■ Goal of the exercise: Repeat the following entries exactly, excluding pictures.

Saved data entries:
= Beginning of Section =

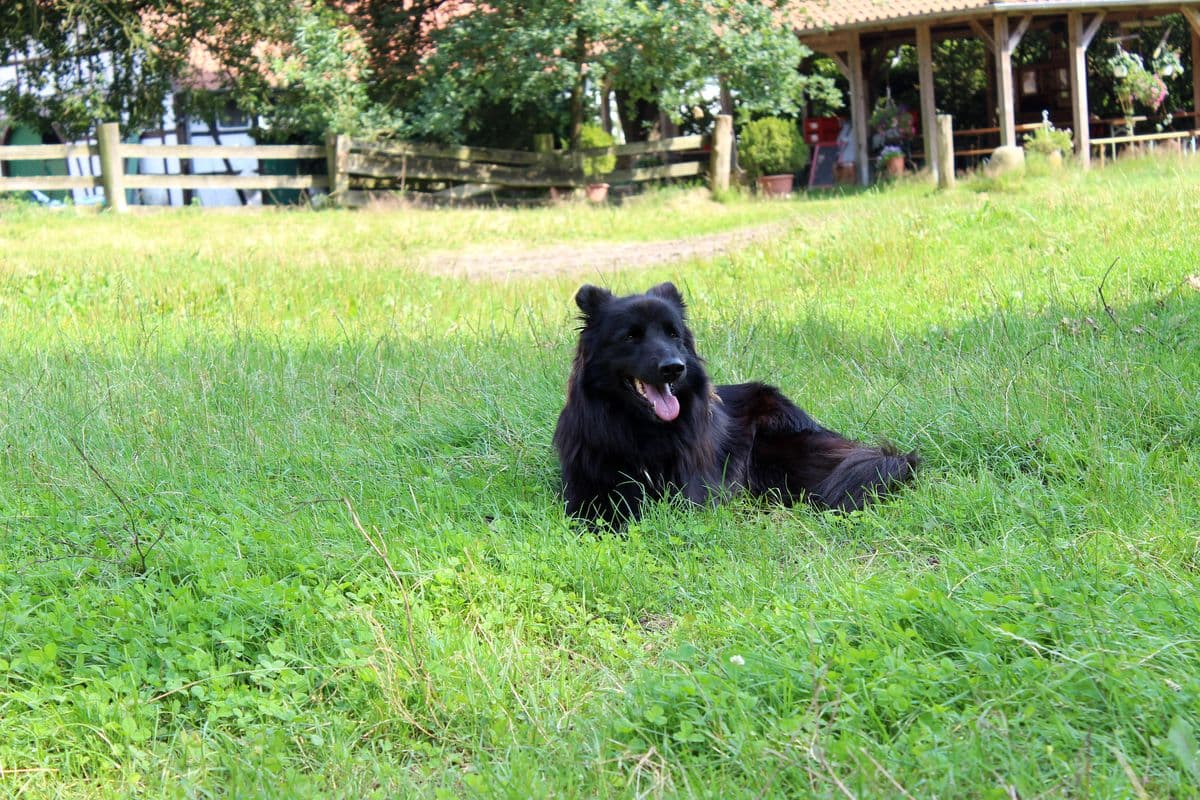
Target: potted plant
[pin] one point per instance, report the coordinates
(593, 137)
(892, 161)
(772, 150)
(1049, 142)
(893, 127)
(1134, 84)
(891, 122)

= End of Section =

■ Response to this task:
Target: potted plant
[pin] one point per instance, report the coordinates
(593, 137)
(892, 161)
(772, 150)
(1049, 142)
(893, 127)
(1134, 84)
(891, 122)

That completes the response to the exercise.